Write out, as an exact transcription, the line that has "Annotation task: mark the blue sky" and each line after it through the end of the data below.
***** Data provided *****
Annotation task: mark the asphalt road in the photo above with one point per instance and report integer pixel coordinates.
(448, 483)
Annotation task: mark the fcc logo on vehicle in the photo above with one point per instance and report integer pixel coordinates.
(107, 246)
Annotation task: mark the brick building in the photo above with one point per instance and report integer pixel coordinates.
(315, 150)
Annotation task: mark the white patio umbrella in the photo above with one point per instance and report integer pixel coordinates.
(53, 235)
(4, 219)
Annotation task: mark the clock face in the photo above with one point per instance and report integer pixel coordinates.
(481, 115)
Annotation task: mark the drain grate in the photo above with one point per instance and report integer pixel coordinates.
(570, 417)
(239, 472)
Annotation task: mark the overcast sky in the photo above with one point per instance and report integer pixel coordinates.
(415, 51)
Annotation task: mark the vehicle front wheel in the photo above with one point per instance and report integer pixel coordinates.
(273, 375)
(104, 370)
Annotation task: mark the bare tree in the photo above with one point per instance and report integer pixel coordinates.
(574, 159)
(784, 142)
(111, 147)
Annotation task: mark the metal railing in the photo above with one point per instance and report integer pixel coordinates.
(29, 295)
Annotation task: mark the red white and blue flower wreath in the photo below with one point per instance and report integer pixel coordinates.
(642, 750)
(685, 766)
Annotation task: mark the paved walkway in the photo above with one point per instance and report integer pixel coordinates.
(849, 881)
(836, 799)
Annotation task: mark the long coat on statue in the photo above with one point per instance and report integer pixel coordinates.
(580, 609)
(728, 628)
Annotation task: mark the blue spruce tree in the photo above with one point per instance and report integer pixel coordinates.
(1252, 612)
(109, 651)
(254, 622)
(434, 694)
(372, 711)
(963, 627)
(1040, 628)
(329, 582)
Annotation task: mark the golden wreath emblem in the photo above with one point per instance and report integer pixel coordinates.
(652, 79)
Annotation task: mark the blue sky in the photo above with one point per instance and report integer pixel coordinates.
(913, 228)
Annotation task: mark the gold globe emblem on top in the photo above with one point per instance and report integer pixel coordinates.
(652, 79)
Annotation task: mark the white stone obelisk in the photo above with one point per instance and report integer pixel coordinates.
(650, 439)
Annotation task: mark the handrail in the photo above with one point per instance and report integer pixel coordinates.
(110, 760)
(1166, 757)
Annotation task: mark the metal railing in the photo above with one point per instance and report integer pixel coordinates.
*****
Solution to the exercise:
Annotation task: mark the blue sky in the photo above with one point per instance and report integer pixel coordinates.
(913, 228)
Annotation task: mark the gold globe emblem on top in the photo above with one point per instance and report integer pixel coordinates.
(652, 79)
Annotation task: mark the white stone obelisk in the photo above with one point per instance and report integer pixel coordinates.
(650, 439)
Annotation task: mark the handrail in the photo above with one point per instance and report integer pixel coordinates.
(110, 760)
(1166, 757)
Annotation task: mark the metal railing in the photo above with one point per instance and report integer pixel coordinates.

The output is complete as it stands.